::: Document passage :::
Not sure I entirely agree when it comes to an executive of a publicly held company. I agree with everything you, Scoble and others say: it is a material issue of great import to shareholders. However, SEC is very clear on what disclosures are required. It takes a very broad reading of those regulations to reach the interpretation that executive health is covered.
I’d argue that this is a classic case where the market can and will decide. Nobody’s forcing me to hold Apple stock (disclosure: in fact I don’t, in part because I would apply a high key-man discount in valuing the company due to lack of succession plan). If I’m unhappy with Steve’s lack of transparency, I can choose to invest elsewhere. I can say “I wish he would disclose” (and I do), but that is a different statement than “I believe he is obligated to disclose.”
Jobs’ actions around product convey that he believes things should be kept secret unless disclosure is either required or beneficial. He may be on to something given his results. It’s also spawned a mini-industry in reading Apple’s tea leaves at sites like appleinsider.com. I’m off to register the domain stevesmedicalinsider.com
Your comments about how the market will decide are spot-on, Russ — and I guess my real point is that the media are well within bounds to inquire about Jobs’s health in that it’s market-relevant information.
:::
Task list -
1. In the comment on whether Steve Jobs must disclose his health, what domain does the commenter say they are off to register?
2. Rewrite everything from "Jobs’ actions around" down to "it’s market-relevant information." in the comment on Jobs's health disclosure, swapping "secret" for "private".
::: Data :::
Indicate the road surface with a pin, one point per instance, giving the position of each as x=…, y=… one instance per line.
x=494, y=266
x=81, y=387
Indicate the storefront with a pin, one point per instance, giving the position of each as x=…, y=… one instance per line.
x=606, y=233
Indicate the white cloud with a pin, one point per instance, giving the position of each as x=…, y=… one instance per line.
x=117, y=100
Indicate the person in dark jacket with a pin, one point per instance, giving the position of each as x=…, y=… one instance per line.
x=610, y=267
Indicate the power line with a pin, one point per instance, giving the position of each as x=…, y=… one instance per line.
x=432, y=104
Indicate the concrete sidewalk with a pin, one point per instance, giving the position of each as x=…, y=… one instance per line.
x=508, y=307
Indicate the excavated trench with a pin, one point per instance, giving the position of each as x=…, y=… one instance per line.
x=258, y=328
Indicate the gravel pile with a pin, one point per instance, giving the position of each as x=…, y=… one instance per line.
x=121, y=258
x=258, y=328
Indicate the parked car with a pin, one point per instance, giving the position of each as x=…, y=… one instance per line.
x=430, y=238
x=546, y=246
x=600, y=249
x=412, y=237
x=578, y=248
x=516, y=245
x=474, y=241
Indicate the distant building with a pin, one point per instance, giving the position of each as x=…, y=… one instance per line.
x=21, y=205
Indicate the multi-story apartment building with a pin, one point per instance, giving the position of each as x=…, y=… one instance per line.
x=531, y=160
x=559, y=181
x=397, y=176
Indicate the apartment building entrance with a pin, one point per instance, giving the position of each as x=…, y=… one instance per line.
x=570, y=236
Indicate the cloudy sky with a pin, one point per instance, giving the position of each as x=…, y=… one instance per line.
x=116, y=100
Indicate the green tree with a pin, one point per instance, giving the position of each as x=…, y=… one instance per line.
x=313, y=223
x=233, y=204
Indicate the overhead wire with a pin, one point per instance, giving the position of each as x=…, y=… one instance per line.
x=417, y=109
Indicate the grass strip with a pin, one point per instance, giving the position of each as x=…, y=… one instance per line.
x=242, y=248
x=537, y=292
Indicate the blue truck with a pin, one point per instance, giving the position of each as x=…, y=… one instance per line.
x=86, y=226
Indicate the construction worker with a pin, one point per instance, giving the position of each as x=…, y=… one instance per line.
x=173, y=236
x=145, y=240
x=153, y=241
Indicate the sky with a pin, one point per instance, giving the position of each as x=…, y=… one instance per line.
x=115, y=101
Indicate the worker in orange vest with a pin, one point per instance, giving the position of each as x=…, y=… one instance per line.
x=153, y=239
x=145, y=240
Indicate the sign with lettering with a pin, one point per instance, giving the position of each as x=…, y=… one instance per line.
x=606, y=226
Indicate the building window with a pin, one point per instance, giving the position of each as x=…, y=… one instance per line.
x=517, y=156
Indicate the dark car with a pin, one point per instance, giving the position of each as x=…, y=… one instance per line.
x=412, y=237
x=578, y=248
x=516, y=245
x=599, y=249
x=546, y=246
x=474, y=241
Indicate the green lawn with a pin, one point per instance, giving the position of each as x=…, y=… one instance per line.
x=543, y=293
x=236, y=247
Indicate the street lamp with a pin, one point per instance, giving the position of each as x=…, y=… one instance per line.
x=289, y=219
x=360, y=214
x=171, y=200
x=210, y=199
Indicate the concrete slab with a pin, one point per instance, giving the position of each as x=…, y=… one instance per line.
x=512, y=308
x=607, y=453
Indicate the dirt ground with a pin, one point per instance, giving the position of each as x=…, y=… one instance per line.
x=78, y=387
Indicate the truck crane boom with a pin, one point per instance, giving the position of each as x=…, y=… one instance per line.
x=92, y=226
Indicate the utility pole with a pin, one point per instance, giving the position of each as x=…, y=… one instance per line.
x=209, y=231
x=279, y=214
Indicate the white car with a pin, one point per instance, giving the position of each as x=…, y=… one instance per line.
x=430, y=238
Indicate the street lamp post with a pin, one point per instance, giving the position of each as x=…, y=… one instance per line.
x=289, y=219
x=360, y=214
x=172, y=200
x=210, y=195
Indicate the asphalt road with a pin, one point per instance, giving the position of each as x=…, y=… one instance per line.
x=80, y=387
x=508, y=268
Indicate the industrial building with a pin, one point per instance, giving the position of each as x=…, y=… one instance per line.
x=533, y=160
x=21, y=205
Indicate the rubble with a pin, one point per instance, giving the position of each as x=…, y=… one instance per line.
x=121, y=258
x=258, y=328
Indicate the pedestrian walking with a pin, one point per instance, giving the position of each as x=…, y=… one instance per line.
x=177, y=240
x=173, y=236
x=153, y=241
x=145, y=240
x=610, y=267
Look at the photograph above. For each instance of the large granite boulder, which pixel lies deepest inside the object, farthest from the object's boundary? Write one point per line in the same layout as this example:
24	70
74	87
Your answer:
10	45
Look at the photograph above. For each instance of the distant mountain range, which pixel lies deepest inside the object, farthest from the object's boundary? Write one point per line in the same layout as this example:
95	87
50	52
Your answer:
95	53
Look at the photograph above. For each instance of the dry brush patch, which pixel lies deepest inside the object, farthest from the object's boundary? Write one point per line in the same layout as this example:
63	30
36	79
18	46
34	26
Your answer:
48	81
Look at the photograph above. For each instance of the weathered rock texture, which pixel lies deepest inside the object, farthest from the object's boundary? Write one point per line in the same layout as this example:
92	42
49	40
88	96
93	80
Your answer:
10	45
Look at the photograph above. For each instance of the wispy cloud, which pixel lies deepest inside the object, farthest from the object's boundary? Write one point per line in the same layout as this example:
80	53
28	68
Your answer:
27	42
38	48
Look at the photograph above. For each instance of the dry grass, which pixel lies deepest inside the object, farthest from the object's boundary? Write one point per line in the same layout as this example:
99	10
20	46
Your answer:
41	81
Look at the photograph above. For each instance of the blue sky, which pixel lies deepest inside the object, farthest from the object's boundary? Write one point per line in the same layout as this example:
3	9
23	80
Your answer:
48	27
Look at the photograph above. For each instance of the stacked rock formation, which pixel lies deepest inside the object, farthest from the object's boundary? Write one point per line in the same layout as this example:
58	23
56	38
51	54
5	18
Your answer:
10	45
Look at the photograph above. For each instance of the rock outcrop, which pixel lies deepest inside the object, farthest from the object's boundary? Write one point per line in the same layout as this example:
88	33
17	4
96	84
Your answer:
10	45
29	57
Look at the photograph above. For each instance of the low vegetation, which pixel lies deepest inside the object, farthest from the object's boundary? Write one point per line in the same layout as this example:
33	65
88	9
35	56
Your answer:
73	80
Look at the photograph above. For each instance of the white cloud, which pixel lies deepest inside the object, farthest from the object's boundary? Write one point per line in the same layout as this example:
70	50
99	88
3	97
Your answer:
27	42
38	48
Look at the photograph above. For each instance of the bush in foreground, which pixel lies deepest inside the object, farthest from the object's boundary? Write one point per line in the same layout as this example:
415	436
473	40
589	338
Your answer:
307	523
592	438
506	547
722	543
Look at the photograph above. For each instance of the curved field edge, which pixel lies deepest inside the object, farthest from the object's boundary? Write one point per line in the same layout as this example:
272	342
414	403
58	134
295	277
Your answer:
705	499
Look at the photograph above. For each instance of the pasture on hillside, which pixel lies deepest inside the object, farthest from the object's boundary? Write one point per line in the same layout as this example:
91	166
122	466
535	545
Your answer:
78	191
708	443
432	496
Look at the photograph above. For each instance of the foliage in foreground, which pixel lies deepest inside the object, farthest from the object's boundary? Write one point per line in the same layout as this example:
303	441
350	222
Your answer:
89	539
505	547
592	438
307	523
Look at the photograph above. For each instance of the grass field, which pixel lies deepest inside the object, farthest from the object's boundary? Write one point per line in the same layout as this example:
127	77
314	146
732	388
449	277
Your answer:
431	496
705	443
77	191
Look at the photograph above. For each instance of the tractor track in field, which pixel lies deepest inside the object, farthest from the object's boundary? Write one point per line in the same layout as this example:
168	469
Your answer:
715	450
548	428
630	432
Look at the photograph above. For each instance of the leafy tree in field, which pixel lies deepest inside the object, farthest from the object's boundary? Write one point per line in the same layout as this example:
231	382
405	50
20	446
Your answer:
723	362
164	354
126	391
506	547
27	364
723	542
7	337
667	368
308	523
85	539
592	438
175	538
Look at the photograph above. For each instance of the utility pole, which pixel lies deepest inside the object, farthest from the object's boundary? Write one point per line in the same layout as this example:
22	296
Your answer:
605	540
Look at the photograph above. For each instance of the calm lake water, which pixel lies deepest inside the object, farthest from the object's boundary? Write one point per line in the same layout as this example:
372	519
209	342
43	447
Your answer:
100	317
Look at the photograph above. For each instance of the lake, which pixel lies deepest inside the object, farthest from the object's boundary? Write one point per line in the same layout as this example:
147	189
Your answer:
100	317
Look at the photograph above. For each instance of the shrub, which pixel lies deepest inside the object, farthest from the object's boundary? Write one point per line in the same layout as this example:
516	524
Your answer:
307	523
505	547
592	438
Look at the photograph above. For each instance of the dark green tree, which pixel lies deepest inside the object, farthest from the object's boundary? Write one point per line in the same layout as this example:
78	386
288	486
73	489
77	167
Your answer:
:::
Response list -
1. stevesmedicalinsider.com

2.
Jobs’ actions around product convey that he believes things should be kept private unless disclosure is either required or beneficial. He may be on to something given his results. It’s also spawned a mini-industry in reading Apple’s tea leaves at sites like appleinsider.com. I’m off to register the domain stevesmedicalinsider.com
Your comments about how the market will decide are spot-on, Russ — and I guess my real point is that the media are well within bounds to inquire about Jobs’s health in that it’s market-relevant information.